• **Set tasks**:
1. List every distinct username that heads a post in the forum thread about Microsoft's Linux patent claims.
2. From the forum thread about Microsoft's Linux patent claims, write out the passage starting at "## Guest (May 21, 2007)" and ending at "infringement: Open Office.".
3. Write what comes next in the forum thread about Microsoft's Linux patent claims, picking up after its final line.

• **Excerpt to read**:

◆ ◆ ◆ ◆ ◆

# Microsoft says Linux violates patents



## Guest (May 20, 2007)

http://www.financialexpress.com/fe_full_story.php?content_id=164759


----------



## 14yearpcmaker (Mar 11, 2007)

what's next?


----------



## arabian knight (Dec 19, 2005)

They are going after ALL Open Sources so it IS more then just Linux


----------



## 14yearpcmaker (Mar 11, 2007)

but why,,, is my question....Linux and open source operating systems are the best.


----------



## gccrook (Nov 21, 2003)

That's OK. Linux says that Microsoft violates some of their patents, so tit for tat I guess. Linus Torvolds seems very much not concerned about this announcement.


----------



## arabian knight (Dec 19, 2005)

Report: Microsoft says open source violates 235 patents


----------



## Nevada (Sep 9, 2004)

arabian knight said:


> They are going after ALL Open Sources so it IS more then just Linux


True, I suspect that OpenOffice has the potential to hit Microsoft in the wallet at least as much as Linux does.


----------



## Gary in ohio (May 11, 2002)

But at no point has MS said what patents and even if they own them. So until yo know what they are claiming its just more BS from MS.


----------



## Guest (May 21, 2007)

I got the May 21 issue of Information Week in today's mail, and there's an article in it about this Microsoft suit. 

Also on Microsoft's radar for patent infringement: Open Office.


----------



## Nevada (Sep 9, 2004)

You didn't really expect Microsoft to be nice about the open source revolution, did you? LOL

Sure, they're having a hissy fit. Linux and OpenOffice are raining on their parade. I don't see that there's much they can do about it though. Novell couldn't beat the Linux revolution, so they joined it. Microsoft will eventually do the same.

It's time for Microsoft to develop Microsoft Office for Linux.


----------



## 14yearpcmaker (Mar 11, 2007)

Nevada said:


> It's time for Microsoft to develop Microsoft Office for Linux.

◆ ◆ ◆ ◆ ◆

• **Recorded information**:
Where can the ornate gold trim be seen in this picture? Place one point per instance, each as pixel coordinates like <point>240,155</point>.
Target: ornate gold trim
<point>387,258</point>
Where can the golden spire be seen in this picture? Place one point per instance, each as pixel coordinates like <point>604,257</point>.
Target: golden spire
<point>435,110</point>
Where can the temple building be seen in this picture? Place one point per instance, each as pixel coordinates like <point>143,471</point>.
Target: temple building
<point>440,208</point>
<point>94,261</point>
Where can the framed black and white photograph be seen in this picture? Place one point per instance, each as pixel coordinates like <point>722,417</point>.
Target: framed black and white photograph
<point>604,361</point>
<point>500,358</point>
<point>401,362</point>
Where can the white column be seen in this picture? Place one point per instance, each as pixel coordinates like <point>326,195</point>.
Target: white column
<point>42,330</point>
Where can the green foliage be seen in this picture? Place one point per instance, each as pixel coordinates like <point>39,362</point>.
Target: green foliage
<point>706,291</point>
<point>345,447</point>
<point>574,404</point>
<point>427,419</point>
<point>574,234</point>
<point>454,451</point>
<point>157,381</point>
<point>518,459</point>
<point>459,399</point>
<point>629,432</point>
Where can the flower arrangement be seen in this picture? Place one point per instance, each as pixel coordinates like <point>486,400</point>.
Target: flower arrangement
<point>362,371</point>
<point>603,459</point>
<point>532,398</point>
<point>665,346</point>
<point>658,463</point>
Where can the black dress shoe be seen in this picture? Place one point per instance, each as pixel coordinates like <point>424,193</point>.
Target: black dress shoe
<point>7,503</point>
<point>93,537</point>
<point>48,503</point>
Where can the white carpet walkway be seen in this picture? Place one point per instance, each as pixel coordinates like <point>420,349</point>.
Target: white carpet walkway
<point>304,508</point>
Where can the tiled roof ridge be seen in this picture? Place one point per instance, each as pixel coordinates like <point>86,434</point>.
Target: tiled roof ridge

◆ ◆ ◆ ◆ ◆

• **Per-task answers**:
1. Guest, 14yearpcmaker, arabian knight, gccrook, Nevada, Gary in ohio

2.
## Guest (May 21, 2007)

I got the May 21 issue of Information Week in today's mail, and there's an article in it about this Microsoft suit. 

Also on Microsoft's radar for patent infringement: Open Office.

3.
Like Linux users will really buy it...  lol


----------



## Guest (May 22, 2007)

*Linux Users Say 'Sue Me First, Microsoft'*

Some users of Linux and other open-source software are inviting Microsoft to sue them

http://www.pcworld.com/article/id,132108-c,opensource/article.html


----------



## OntarioMan (Feb 11, 2007)

Linux is great (I use it) - OpenOffice may be great - but when it comes to "mainstream" use (especially on the desktop), Microsoft basically owns the marketplace : always has and most likely will continue to for many years to come. 

Linux is not a threat to Microsoft - so why they even bother being concerned is beyond me.


----------



## MeanDean (Apr 16, 2002)

OntarioMan said:


> Linux is great (I use it) - OpenOffice may be great - but when it comes to "mainstream" use (especially on the desktop), Microsoft basically owns the marketplace : always has and most likely will continue to for many years to come.
> 
> Linux is not a threat to Microsoft - so why they even bother being concerned is beyond me.


I disagree.

This past April in San Francisco, both the SIIA and the Web 2.0 conferences were all about "Software as a Service" in the multi-tenent role.

Meaning, take a look at google apps ... then tell me how such an offering won't entirely scuttle MS Office's domination of the desk top for enterprises of all sizes?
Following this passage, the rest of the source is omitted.